§ **EXERCISE**: Copy, in full, each line of the material that holds the word "below".

§ **RECORD EXTRACTS**:
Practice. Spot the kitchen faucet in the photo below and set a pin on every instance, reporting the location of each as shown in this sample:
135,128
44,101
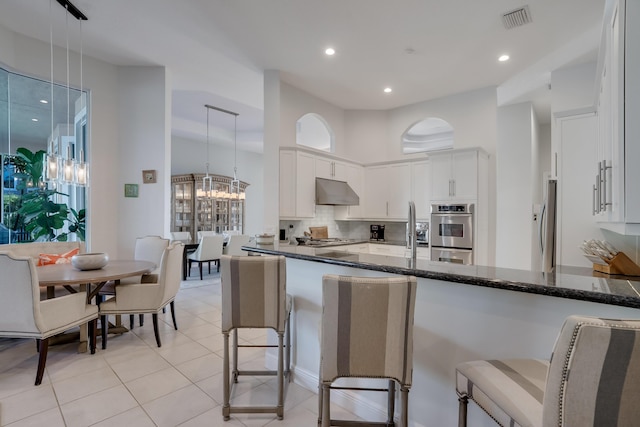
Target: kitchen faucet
411,231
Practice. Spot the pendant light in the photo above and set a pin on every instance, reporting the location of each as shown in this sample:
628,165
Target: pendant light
52,161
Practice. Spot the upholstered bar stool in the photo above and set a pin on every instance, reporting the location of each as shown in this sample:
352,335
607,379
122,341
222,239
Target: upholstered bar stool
254,296
367,332
593,379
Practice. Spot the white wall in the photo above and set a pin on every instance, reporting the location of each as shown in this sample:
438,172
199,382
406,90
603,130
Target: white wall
514,188
189,156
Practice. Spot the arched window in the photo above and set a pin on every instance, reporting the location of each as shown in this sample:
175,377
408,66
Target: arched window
430,134
313,131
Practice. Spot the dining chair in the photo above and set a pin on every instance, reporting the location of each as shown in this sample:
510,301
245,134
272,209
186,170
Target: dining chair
24,315
147,248
209,249
254,295
367,332
148,297
591,379
236,241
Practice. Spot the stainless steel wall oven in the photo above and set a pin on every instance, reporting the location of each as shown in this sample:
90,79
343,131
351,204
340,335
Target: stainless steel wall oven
451,233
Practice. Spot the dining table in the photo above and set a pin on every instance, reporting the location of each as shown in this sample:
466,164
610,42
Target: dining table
89,281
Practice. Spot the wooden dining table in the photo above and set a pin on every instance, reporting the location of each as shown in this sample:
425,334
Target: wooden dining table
89,281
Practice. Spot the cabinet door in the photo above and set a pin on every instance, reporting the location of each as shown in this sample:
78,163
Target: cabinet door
376,188
287,183
464,167
398,190
305,186
441,177
421,180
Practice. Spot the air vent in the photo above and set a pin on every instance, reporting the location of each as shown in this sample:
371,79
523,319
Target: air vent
516,18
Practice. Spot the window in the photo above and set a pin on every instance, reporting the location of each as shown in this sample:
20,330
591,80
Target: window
313,131
430,134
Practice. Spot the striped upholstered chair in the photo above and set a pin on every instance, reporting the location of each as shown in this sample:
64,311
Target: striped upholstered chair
254,296
593,379
367,332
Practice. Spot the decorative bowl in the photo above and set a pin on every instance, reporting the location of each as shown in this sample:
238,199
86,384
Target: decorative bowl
90,261
264,239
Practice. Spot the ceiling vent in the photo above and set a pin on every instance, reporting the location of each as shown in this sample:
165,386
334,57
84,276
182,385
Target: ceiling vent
516,18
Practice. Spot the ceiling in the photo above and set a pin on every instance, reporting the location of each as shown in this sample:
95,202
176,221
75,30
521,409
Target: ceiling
422,49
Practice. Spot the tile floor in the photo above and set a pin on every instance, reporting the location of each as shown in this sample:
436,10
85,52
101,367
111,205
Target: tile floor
135,383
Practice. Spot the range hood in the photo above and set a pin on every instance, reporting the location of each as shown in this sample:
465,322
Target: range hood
332,192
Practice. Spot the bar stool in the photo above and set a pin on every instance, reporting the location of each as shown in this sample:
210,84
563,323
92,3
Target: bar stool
254,296
593,379
367,332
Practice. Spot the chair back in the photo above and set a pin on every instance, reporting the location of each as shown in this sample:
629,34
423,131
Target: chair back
235,243
206,233
181,236
150,248
170,273
210,248
20,302
254,292
593,374
367,327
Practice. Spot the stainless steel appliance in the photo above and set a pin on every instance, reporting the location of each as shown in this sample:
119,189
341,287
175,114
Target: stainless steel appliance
547,227
376,232
451,235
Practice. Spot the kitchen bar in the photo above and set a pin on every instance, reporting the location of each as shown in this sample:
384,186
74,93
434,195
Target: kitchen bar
462,313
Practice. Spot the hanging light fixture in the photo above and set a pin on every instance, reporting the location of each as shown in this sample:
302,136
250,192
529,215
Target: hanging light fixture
52,161
207,180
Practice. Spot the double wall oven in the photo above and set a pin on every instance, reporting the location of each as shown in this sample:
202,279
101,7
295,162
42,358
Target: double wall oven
451,233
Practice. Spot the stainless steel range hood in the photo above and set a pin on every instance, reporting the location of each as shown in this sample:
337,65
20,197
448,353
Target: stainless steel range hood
332,192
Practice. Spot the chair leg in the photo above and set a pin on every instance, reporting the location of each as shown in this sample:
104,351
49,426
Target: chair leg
326,413
391,402
226,392
404,406
154,317
42,361
173,315
280,407
92,335
105,330
462,410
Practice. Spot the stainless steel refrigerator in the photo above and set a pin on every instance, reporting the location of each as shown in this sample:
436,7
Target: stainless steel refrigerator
547,226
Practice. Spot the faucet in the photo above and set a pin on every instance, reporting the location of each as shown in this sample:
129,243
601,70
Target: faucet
411,231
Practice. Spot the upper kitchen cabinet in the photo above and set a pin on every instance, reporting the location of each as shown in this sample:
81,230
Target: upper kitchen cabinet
616,198
387,191
457,174
297,184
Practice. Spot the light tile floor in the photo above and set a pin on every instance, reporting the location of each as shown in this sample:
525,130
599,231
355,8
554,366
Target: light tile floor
135,383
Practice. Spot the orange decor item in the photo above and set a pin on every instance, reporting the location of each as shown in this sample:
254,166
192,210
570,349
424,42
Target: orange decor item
65,258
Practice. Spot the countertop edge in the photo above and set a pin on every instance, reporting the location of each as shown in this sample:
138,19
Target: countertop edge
560,292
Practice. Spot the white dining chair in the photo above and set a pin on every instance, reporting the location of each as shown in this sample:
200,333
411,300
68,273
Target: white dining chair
233,247
24,315
148,297
209,250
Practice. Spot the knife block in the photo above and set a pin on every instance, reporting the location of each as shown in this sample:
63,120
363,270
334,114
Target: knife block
619,264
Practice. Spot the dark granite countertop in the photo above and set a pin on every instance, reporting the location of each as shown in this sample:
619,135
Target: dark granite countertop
578,283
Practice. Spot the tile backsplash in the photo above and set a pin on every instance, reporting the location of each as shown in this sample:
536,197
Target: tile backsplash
394,231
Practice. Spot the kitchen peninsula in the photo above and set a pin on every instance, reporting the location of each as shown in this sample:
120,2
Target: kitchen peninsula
462,313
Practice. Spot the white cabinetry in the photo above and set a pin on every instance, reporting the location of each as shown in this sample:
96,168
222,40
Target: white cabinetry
617,198
455,175
421,189
387,191
297,184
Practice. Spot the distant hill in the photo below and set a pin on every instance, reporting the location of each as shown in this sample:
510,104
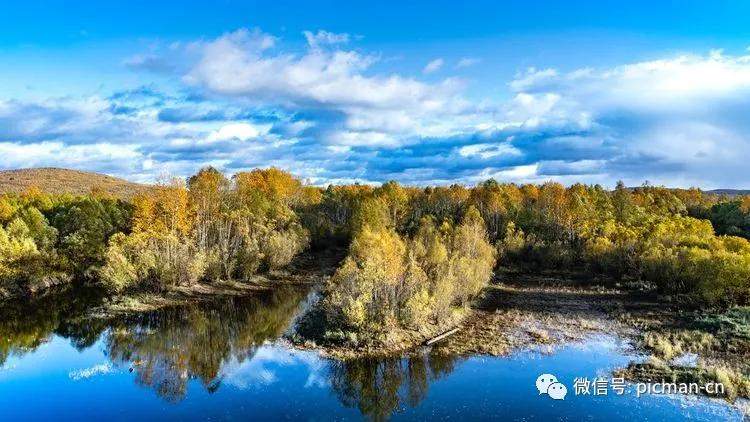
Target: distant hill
56,180
730,192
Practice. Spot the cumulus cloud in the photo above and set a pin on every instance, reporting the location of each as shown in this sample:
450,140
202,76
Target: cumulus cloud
467,62
320,38
433,66
676,120
329,114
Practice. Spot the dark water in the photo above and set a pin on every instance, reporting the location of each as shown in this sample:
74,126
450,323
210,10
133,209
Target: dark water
224,360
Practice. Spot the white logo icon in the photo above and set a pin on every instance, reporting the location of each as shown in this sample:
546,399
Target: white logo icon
548,384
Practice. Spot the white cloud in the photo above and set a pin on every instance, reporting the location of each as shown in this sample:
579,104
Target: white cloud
467,62
240,131
433,66
315,40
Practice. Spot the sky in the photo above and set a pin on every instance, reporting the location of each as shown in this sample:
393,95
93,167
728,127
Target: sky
422,92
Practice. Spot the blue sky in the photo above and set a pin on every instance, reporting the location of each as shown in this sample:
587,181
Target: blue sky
420,92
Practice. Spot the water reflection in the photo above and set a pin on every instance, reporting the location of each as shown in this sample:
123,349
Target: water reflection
26,326
169,347
380,387
219,360
214,343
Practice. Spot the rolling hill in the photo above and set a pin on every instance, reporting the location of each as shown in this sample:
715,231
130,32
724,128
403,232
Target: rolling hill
57,180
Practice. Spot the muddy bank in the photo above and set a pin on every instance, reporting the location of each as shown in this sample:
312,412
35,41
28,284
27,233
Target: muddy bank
307,270
528,312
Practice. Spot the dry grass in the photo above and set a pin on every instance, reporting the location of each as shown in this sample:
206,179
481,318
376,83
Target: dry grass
58,181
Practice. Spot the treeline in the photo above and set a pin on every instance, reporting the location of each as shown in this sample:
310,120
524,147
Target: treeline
414,253
210,228
177,233
417,253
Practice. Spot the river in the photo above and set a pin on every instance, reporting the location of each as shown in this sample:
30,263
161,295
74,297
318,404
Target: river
226,359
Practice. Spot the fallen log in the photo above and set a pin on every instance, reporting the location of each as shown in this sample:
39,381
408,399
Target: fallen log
441,336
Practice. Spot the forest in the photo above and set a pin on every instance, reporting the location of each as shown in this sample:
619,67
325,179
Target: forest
415,254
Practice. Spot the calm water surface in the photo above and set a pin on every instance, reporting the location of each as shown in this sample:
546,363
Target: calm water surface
224,360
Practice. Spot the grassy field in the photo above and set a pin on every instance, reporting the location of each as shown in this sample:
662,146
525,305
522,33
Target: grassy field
56,180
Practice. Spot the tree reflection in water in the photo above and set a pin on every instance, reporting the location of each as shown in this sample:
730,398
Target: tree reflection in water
169,347
379,387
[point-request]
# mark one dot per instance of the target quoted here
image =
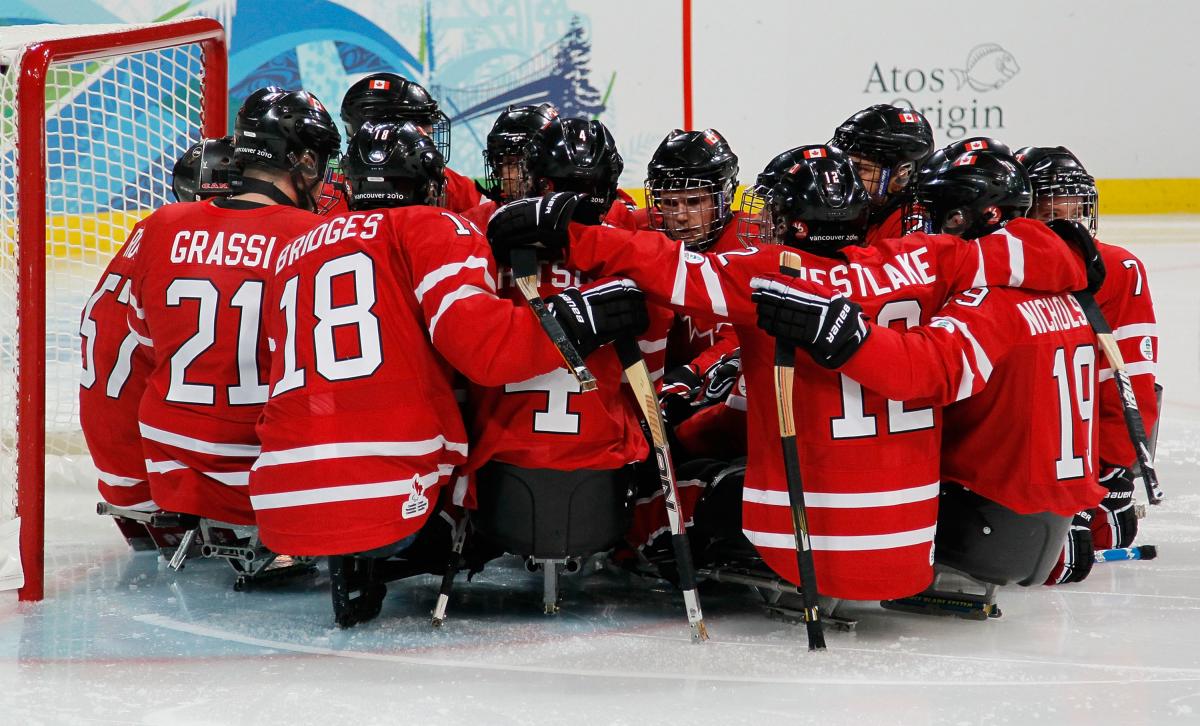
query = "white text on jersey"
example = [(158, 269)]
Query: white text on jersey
[(199, 247), (329, 233), (1050, 315), (905, 269)]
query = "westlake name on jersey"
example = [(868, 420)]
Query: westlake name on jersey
[(197, 275), (370, 315), (870, 466)]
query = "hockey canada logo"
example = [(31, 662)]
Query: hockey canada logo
[(418, 503)]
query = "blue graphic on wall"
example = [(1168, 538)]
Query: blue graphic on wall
[(475, 58)]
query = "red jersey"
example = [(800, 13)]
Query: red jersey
[(696, 334), (1127, 306), (197, 276), (1020, 375), (870, 466), (114, 376), (546, 423), (370, 315)]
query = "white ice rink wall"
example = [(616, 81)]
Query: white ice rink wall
[(1111, 79)]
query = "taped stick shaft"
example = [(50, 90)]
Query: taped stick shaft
[(525, 275), (1134, 425), (639, 377), (785, 381)]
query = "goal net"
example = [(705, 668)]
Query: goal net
[(91, 121)]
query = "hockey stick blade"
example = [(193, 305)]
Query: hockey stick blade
[(525, 274), (1127, 553), (1134, 424), (785, 379), (639, 377)]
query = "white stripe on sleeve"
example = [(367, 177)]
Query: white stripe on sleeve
[(450, 270)]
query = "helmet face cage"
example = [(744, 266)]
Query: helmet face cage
[(441, 135), (694, 211), (1071, 196), (505, 173), (756, 225)]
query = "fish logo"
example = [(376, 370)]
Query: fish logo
[(988, 67)]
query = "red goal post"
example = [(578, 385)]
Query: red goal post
[(91, 119)]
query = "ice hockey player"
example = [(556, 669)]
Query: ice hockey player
[(868, 462), (391, 97), (1063, 190), (504, 154), (371, 312), (991, 357), (690, 184), (553, 156), (887, 145), (115, 367), (195, 287), (207, 169)]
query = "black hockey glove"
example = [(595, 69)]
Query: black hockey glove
[(720, 379), (1078, 552), (1077, 235), (537, 222), (678, 394), (600, 313), (1115, 521), (829, 327)]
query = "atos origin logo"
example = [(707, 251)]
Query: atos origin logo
[(948, 95)]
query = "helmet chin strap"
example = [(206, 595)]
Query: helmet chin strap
[(257, 186)]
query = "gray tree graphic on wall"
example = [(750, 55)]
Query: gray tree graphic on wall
[(573, 90)]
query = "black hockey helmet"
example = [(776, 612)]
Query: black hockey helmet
[(390, 97), (892, 141), (973, 193), (286, 131), (951, 151), (576, 155), (809, 198), (205, 169), (505, 149), (393, 165), (690, 184), (1062, 187)]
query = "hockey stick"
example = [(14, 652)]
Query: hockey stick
[(1121, 555), (453, 567), (785, 379), (525, 274), (1128, 400), (639, 377)]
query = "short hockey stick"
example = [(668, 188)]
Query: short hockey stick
[(525, 274), (453, 567), (1125, 553), (1125, 388), (639, 377), (785, 379)]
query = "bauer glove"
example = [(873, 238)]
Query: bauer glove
[(600, 313), (828, 325), (538, 222), (1078, 552)]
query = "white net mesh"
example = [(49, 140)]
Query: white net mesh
[(114, 127)]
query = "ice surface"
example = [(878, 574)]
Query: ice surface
[(121, 640)]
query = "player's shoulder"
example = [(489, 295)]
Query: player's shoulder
[(1115, 252)]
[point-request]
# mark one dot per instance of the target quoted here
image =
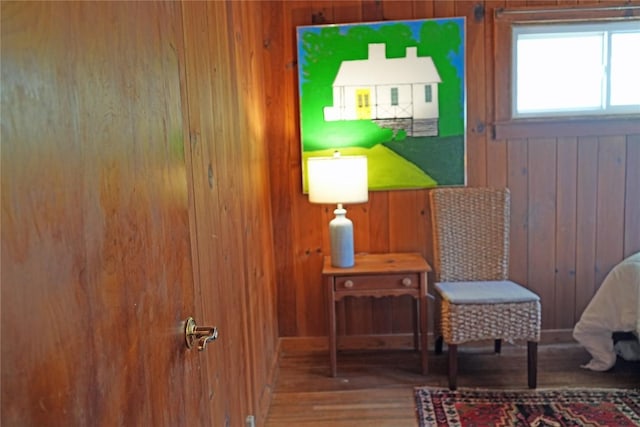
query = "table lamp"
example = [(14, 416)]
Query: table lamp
[(341, 180)]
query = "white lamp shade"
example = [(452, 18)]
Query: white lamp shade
[(338, 179)]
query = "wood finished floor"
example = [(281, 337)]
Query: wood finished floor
[(375, 388)]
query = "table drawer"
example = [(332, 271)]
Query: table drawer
[(379, 281)]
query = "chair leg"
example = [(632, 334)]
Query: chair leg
[(453, 365), (532, 363)]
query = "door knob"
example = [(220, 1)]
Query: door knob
[(202, 334)]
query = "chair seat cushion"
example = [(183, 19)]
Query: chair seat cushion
[(485, 292)]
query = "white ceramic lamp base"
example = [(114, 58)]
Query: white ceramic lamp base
[(341, 236)]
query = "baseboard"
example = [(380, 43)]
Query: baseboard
[(391, 341)]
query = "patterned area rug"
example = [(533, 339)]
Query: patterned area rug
[(535, 408)]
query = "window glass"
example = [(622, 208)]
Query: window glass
[(575, 69), (428, 96), (625, 68)]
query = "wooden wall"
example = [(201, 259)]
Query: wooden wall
[(575, 207)]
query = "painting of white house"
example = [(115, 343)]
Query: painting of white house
[(393, 91)]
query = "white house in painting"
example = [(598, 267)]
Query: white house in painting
[(400, 93)]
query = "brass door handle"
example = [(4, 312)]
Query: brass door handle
[(202, 334)]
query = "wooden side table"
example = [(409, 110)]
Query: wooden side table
[(379, 275)]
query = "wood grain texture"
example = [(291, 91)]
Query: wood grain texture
[(135, 193), (376, 387), (96, 263), (554, 186)]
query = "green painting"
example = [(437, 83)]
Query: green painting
[(393, 91)]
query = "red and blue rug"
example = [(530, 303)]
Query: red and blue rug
[(535, 408)]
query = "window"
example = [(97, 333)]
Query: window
[(571, 69), (567, 71), (394, 96), (428, 95)]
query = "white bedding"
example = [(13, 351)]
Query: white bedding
[(614, 308)]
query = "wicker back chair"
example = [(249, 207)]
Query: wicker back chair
[(475, 299)]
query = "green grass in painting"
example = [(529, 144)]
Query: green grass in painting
[(441, 158), (387, 169)]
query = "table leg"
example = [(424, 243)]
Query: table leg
[(424, 323), (331, 306)]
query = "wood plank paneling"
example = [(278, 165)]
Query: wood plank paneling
[(541, 218), (566, 186), (610, 204), (632, 193), (586, 209)]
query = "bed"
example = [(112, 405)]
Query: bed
[(614, 308)]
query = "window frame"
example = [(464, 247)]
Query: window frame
[(507, 126)]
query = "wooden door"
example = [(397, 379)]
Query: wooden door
[(96, 254)]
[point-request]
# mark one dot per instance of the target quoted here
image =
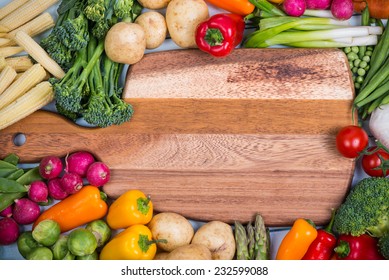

§ **SOLUTION FOR THIS EXERCISE**:
Practice. Spot the kitchen faucet in the photo below and set a pin on every instance, reporting the location of each as shown in this sample:
Practice. Spot the distant hill in the photo below and set a pin on every instance, reporting the location of each as shown in this sample:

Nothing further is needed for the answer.